[Exercise description]
Pick out each line of the entries below that contains the string "cloud", and copy those lines as they appear.

[Items]
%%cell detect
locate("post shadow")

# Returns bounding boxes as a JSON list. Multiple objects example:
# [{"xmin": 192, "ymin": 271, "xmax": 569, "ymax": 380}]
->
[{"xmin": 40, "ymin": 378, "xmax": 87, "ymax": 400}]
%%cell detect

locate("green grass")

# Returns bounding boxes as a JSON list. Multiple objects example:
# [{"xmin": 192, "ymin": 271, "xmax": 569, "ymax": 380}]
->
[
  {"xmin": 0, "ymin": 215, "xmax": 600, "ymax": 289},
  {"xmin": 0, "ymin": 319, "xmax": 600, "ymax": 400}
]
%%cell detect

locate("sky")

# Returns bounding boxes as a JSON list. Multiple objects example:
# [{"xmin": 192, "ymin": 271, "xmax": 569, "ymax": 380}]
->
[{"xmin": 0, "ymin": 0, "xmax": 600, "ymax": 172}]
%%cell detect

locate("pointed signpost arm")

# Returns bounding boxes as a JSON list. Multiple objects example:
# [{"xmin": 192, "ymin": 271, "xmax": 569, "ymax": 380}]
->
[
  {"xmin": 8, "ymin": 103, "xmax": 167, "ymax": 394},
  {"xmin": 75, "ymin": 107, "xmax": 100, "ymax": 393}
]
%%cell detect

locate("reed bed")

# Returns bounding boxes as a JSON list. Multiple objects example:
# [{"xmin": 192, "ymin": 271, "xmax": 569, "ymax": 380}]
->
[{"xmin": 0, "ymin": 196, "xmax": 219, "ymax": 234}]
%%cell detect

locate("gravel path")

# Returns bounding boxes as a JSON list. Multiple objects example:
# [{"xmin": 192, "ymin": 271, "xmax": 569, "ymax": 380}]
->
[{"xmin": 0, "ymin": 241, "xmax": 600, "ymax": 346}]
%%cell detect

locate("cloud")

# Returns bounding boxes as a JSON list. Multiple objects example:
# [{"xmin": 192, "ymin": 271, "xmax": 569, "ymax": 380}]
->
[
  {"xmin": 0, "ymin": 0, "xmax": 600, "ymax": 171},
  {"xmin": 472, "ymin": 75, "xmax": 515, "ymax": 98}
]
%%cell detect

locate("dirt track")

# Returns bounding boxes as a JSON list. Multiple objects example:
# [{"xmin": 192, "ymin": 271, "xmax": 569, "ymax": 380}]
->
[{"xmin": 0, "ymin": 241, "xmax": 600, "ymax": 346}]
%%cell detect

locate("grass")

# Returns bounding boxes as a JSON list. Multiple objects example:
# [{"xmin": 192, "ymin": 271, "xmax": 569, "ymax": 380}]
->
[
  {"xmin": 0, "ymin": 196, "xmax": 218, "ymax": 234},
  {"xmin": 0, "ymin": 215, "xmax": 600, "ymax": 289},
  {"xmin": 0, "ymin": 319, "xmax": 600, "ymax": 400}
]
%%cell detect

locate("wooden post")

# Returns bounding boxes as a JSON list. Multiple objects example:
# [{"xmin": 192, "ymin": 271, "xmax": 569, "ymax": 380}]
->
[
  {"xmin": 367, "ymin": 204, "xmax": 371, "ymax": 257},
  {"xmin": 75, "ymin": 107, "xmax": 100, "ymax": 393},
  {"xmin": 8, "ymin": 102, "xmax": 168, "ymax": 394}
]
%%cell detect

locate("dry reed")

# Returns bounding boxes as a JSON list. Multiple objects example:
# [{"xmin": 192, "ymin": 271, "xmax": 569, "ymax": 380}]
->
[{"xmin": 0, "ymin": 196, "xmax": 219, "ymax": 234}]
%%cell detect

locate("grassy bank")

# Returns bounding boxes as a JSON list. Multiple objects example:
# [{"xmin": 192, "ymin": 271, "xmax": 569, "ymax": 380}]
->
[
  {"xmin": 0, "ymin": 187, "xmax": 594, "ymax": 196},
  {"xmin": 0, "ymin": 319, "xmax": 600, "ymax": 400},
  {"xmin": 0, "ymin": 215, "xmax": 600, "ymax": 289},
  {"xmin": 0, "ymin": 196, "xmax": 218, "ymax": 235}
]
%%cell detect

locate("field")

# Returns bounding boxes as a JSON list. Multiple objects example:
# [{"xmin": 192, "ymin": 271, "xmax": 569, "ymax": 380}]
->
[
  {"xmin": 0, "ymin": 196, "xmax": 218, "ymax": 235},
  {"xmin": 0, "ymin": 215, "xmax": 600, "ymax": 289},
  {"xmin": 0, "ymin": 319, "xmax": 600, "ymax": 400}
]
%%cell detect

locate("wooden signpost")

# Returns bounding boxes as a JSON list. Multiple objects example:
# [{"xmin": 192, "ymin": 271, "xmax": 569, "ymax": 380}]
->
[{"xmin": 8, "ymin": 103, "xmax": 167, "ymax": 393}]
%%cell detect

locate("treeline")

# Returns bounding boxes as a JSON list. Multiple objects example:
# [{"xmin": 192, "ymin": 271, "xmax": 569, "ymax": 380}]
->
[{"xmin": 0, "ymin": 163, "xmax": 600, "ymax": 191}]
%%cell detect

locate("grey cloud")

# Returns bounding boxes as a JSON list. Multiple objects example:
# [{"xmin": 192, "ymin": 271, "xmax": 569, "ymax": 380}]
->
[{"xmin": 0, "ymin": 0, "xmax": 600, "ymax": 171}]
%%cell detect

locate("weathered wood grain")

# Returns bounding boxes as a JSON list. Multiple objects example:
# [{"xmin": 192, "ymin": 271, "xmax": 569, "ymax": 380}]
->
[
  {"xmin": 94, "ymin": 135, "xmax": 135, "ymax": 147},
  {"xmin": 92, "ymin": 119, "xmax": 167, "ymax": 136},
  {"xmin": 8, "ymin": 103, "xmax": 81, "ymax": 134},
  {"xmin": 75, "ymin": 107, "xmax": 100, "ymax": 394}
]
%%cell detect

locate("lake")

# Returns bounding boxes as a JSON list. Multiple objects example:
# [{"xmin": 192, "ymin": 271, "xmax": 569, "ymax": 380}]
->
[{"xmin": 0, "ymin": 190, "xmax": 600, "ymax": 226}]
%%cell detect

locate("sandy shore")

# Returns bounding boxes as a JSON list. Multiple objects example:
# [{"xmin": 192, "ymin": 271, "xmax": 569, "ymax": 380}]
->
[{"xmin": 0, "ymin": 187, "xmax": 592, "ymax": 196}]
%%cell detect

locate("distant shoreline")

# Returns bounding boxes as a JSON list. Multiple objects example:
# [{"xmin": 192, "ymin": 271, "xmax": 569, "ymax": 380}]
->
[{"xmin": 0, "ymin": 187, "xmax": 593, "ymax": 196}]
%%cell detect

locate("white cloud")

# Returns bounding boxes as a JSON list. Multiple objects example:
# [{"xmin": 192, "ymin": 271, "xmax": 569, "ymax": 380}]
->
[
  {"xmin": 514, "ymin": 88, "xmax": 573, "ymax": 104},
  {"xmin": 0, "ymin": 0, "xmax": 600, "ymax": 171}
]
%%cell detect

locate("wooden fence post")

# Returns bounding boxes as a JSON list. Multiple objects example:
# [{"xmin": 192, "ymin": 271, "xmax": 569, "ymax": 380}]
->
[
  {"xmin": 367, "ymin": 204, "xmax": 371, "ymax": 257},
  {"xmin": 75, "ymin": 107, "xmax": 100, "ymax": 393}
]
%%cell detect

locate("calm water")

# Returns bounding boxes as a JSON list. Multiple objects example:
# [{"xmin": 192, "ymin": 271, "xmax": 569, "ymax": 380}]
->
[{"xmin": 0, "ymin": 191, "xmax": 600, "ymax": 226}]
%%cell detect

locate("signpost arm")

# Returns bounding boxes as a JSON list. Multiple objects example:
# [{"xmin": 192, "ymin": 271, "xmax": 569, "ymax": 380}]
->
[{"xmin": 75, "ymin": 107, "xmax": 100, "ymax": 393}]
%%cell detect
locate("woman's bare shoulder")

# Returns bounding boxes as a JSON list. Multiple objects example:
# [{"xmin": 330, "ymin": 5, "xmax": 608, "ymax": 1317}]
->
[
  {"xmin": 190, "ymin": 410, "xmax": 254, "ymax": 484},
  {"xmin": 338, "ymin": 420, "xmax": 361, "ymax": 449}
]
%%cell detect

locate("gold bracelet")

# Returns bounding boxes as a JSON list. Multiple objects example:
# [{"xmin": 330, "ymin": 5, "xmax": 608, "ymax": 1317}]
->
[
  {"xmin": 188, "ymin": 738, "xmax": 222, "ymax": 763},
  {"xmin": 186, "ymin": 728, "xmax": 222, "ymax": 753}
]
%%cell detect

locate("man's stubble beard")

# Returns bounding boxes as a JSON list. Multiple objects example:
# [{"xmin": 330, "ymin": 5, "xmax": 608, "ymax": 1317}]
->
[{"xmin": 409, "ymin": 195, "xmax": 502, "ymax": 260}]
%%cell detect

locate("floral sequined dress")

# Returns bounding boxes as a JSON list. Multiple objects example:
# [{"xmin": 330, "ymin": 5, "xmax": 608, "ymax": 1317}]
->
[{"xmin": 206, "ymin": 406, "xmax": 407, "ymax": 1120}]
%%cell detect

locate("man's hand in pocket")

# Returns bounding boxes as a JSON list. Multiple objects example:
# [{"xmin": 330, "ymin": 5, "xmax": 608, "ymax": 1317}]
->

[Reply to the exercise]
locate("cloud")
locate("grey cloud")
locate("white cloud")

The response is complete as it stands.